— Start of Dataset records —

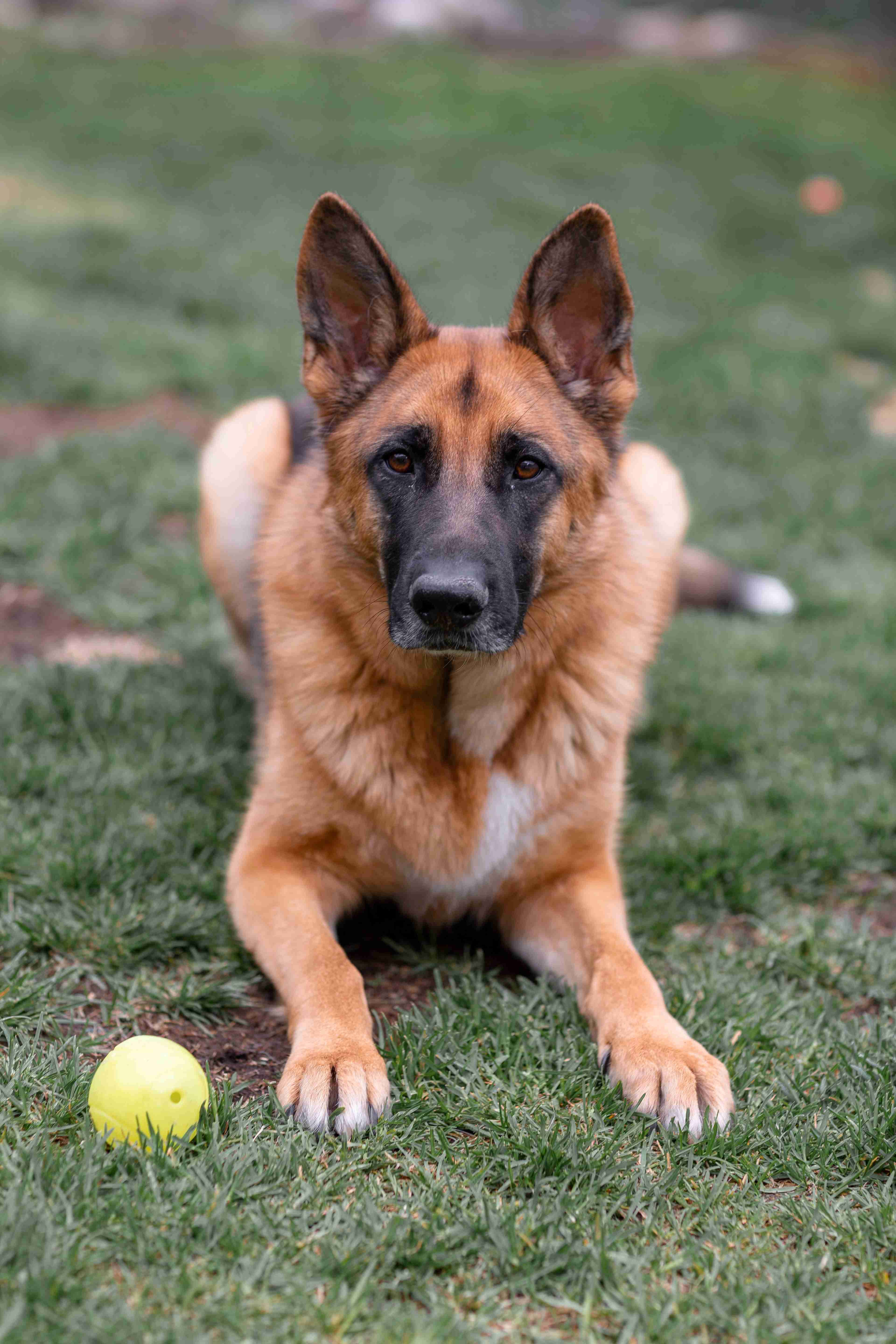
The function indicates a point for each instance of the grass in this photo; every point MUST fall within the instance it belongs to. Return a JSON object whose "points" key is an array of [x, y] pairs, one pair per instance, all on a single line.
{"points": [[159, 206]]}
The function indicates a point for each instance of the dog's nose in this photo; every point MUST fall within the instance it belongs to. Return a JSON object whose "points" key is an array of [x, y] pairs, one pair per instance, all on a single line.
{"points": [[449, 600]]}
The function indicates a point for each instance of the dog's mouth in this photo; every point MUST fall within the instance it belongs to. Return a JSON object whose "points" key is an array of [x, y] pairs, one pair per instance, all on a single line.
{"points": [[445, 636]]}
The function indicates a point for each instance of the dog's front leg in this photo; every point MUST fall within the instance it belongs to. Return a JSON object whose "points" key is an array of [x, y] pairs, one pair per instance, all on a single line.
{"points": [[577, 931], [283, 908]]}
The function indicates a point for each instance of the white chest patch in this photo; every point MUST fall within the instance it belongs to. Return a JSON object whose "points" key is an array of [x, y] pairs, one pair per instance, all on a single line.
{"points": [[508, 810]]}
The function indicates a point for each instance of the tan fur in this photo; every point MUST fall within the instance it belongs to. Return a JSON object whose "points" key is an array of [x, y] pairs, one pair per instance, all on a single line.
{"points": [[242, 463], [484, 784]]}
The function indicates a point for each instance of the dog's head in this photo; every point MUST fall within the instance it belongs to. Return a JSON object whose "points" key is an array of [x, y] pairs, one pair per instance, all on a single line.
{"points": [[465, 462]]}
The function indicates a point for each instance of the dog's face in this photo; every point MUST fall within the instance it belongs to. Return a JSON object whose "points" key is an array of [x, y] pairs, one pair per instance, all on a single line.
{"points": [[464, 463]]}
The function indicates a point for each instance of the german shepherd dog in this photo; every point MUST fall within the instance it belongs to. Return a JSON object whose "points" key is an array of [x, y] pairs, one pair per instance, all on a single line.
{"points": [[447, 578]]}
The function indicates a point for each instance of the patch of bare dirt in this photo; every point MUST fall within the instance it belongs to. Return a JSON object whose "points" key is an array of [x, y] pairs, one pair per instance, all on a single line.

— End of Dataset records —

The task —
Copy the data above word for word, leaving out the pictures.

Expected output —
The function indicates a point for each instance of the grass in this photo; every point MUST fall within the instance it belongs to. Return a JSON object whose "points" key is an array of [x, y] pairs, one pair per instance, all on a single line.
{"points": [[159, 206]]}
The function indicates a point for each instance of the dog's nose in this photo; every point MUST fall within the instance it belongs to. Return a JSON object whose "points" key is an array of [x, y] pairs, one pair per instance, all on a single line.
{"points": [[449, 600]]}
The function indicates a point for each instance of the dog's mouth in this photo; every point MUST fall within the instance it belongs to. Return a JSON object whose "points" key is an array of [x, y] pairs, one pair per instance, all on a single line.
{"points": [[445, 636]]}
The function indicates a point for each instance of the dog's front leg in this photo; every point MUST fall within the instance it belongs to. Return a JSON object whose "points" key is an array of [x, y] pairs, one pair per instance, all on a single line.
{"points": [[577, 931], [283, 908]]}
The function indicates a point for each instance of the white chest patch in this photo; every point MUST fall within the instance it belongs to. Return a JSON object whose "points" key is an array of [x, y] pairs, one pair per instance, all on a single line.
{"points": [[508, 810]]}
The function indicates a point for each instance of the tan fur in this photo; every point MUST fall within the instance it belongs to. Return a JSON object whose "points" key is an array of [x, y] pairs, one pair per instance, all on a single line.
{"points": [[242, 463], [484, 784]]}
The function indicates a point for each instance of the dog's head in this photo; every point MUST fall within the instance it belongs to. Return a JSON object whose "points" key is an array of [x, y] pairs, one pair per instance, all on a single line.
{"points": [[465, 462]]}
The function indicates a point for each instance of the dog's face in this photo; every point MUST fall within the instance it belongs to. Return a JSON object whose "points" key is an array of [x, y] pairs, one pair per instance, all on a single line.
{"points": [[464, 463]]}
The function indicates a point for each instance of the german shepherd dog in this photo; every point MUST fall within the instance it belongs to. Return a JSON object whose "points" key is an array of [x, y] pairs, one pair per instance, all on a single line.
{"points": [[447, 578]]}
The function indicates a point for each instance of the patch of bare dirt in this photo; every point MUST fall within the instance it belongs to. Return a JSON object whose "points" key is an array of [x, y] pairs, one pair per instance, all on a single line.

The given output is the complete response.